------ SUPPLIED INFORMATION

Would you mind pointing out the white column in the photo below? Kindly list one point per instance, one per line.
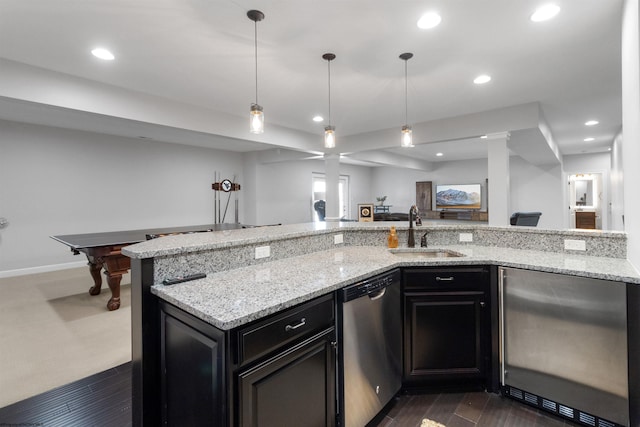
(631, 127)
(498, 175)
(332, 180)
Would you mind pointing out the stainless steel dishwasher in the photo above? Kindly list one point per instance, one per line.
(370, 347)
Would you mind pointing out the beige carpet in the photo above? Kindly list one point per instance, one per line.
(52, 332)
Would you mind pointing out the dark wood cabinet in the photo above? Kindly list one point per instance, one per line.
(296, 387)
(287, 368)
(276, 371)
(447, 327)
(193, 370)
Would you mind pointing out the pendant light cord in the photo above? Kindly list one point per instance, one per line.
(406, 108)
(329, 69)
(255, 26)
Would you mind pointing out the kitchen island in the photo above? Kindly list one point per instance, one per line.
(308, 261)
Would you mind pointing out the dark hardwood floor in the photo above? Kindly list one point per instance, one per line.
(104, 400)
(101, 400)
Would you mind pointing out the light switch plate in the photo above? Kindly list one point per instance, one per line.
(575, 245)
(466, 237)
(263, 252)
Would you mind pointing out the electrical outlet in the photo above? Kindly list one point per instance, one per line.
(575, 245)
(466, 237)
(263, 252)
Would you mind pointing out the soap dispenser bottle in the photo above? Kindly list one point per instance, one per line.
(393, 238)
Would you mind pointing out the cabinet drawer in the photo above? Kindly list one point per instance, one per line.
(265, 336)
(449, 278)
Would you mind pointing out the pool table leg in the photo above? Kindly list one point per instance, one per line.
(94, 269)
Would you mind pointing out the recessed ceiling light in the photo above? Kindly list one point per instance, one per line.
(546, 12)
(429, 20)
(482, 79)
(103, 54)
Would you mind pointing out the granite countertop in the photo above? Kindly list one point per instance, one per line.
(232, 298)
(172, 245)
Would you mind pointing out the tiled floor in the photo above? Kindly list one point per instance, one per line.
(104, 400)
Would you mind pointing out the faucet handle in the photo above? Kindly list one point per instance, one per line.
(423, 240)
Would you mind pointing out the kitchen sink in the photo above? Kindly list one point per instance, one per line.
(425, 253)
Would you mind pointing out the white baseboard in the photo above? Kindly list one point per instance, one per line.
(42, 269)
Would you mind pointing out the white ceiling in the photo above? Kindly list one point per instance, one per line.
(201, 53)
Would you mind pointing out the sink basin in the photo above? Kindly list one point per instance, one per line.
(425, 253)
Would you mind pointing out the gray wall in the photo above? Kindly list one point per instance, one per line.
(55, 181)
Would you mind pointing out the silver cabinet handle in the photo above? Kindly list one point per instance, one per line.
(378, 295)
(288, 328)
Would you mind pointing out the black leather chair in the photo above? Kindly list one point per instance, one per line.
(525, 218)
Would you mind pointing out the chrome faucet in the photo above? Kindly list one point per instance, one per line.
(412, 238)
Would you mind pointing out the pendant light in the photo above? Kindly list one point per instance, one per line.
(406, 137)
(329, 131)
(256, 116)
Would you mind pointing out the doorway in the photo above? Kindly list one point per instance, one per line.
(586, 201)
(319, 195)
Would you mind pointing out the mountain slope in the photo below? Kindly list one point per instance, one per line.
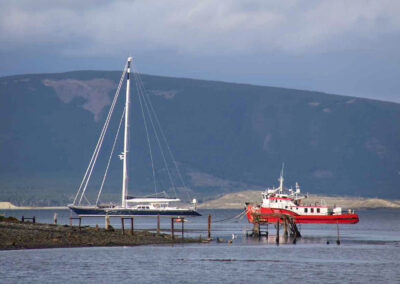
(225, 137)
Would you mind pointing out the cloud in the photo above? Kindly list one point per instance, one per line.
(77, 28)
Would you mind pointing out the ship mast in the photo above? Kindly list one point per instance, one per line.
(281, 179)
(126, 138)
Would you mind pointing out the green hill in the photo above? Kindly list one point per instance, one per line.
(226, 137)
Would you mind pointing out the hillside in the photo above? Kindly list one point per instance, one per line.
(237, 200)
(226, 137)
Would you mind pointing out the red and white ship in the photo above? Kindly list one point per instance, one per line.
(289, 201)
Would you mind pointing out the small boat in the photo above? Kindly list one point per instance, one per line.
(130, 206)
(290, 202)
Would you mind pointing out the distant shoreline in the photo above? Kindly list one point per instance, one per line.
(237, 201)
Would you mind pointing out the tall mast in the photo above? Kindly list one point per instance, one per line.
(281, 179)
(126, 137)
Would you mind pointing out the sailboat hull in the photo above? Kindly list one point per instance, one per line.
(93, 210)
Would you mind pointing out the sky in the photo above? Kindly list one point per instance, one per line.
(335, 46)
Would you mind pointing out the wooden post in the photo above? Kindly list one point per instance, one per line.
(183, 221)
(209, 226)
(107, 219)
(158, 224)
(285, 230)
(277, 231)
(337, 226)
(172, 228)
(256, 229)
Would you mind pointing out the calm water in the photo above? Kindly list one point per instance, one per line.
(369, 252)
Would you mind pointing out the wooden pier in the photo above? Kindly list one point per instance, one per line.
(287, 221)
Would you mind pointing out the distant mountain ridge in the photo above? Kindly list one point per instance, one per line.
(226, 137)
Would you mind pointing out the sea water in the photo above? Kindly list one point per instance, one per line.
(369, 253)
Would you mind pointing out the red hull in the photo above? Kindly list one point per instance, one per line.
(348, 218)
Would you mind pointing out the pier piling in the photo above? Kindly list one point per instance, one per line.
(183, 231)
(209, 226)
(107, 221)
(277, 231)
(338, 239)
(172, 228)
(158, 224)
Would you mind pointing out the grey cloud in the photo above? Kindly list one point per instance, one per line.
(198, 27)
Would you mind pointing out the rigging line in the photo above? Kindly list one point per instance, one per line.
(148, 138)
(237, 216)
(159, 143)
(164, 138)
(109, 159)
(97, 145)
(101, 139)
(87, 200)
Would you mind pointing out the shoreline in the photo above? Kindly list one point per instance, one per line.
(16, 235)
(237, 200)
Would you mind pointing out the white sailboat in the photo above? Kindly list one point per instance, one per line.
(131, 206)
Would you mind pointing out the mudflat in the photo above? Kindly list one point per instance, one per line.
(26, 235)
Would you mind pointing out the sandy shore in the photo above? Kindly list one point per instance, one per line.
(17, 235)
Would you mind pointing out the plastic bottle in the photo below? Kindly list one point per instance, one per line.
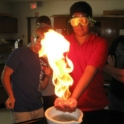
(16, 44)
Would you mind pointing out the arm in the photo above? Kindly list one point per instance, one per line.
(5, 77)
(84, 81)
(115, 72)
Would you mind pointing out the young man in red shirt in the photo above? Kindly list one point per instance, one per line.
(88, 52)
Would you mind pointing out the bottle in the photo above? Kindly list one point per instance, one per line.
(16, 44)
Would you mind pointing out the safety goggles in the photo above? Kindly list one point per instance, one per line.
(83, 21)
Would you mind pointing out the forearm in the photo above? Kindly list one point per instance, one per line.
(7, 85)
(119, 78)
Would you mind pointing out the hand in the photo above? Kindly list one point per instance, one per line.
(10, 103)
(111, 60)
(68, 105)
(48, 71)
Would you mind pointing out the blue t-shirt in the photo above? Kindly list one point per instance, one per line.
(25, 79)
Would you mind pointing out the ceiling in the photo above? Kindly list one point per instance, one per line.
(28, 0)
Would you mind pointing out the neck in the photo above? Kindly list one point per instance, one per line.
(82, 39)
(33, 49)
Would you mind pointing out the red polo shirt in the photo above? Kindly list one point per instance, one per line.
(93, 52)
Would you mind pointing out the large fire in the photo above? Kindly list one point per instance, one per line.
(55, 47)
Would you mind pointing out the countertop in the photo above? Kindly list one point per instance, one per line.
(103, 117)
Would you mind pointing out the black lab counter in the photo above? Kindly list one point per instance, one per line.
(94, 117)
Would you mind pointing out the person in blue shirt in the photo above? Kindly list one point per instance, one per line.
(21, 77)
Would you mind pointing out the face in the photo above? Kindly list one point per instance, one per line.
(36, 41)
(79, 29)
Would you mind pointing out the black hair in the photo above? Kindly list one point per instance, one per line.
(43, 19)
(82, 7)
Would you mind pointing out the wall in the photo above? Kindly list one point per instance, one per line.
(22, 10)
(5, 8)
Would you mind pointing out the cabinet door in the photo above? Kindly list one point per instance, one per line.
(120, 26)
(2, 24)
(61, 23)
(109, 29)
(8, 24)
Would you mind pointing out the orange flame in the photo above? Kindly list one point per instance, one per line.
(54, 46)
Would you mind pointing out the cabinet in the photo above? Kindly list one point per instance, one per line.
(8, 24)
(61, 22)
(108, 27)
(5, 50)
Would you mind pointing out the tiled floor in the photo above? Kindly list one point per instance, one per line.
(4, 116)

------------

GIVEN PROBLEM:
Output only the lines from the one holding "Would you mind pointing out the wall" through the last line above, exactly as they appear.

TASK RESULT:
Would you mind pointing out the wall in the photo above? Kindly list one point per instance, one per line.
(22, 10)
(5, 8)
Would you mind pointing out the cabinet door in the photo above? Kindly list one point per instance, one per line.
(120, 26)
(2, 24)
(61, 23)
(109, 29)
(8, 24)
Would you mind pointing out the orange flame in the photo above? Kindly list one point per instance, one per line.
(54, 46)
Would you mind pointing out the cabinet in the photo above? Kindly list one point per instance, one per line.
(8, 24)
(61, 22)
(108, 27)
(5, 50)
Would you mind pointing out the tiled floor in the photo above? Kindly list one point per instance, one per line.
(4, 116)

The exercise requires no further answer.